Exercise brief | Select each line in the records below that contains the string "cactus". Matching is case-sensitive.

═════ Data lines

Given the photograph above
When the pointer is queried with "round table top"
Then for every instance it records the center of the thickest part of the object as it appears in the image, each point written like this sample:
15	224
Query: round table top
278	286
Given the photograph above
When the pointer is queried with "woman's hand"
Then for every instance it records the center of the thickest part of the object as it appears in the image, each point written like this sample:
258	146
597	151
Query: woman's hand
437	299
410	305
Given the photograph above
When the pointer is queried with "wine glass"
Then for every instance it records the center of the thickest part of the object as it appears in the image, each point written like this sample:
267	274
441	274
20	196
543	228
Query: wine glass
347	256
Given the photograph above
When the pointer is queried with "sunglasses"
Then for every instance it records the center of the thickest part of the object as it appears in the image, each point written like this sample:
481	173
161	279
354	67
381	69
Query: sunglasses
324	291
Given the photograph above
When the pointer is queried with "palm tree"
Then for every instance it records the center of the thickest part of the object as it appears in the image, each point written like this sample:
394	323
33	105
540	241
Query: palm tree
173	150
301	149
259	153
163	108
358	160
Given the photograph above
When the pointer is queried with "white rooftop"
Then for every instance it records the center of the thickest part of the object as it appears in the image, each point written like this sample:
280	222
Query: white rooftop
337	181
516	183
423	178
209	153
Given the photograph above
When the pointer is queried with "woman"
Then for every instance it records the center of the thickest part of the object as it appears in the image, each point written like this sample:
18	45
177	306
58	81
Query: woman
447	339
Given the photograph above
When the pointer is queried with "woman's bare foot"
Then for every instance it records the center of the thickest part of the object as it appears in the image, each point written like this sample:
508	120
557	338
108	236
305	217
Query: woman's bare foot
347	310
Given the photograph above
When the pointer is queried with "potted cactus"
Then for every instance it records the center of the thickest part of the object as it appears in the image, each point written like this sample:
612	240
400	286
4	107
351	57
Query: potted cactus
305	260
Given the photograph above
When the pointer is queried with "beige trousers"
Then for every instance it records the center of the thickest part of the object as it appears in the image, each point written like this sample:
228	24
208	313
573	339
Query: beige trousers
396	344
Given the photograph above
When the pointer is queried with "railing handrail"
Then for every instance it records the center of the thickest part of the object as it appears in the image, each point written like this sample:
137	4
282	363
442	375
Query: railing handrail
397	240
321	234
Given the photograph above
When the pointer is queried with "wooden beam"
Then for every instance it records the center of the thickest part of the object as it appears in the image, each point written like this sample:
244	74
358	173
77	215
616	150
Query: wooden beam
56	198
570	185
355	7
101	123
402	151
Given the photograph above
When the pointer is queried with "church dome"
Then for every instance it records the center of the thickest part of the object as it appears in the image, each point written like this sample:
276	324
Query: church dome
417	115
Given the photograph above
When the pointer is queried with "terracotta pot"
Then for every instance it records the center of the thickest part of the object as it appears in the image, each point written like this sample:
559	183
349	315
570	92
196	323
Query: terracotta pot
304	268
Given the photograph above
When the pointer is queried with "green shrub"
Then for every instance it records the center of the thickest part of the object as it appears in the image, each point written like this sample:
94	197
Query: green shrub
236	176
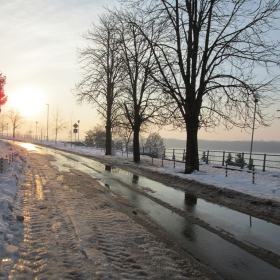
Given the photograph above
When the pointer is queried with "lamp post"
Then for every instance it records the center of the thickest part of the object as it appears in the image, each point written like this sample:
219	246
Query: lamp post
48	122
256	99
78	129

══════════

The completed task |
When the pointer is queried with "potted cactus"
Query: potted cactus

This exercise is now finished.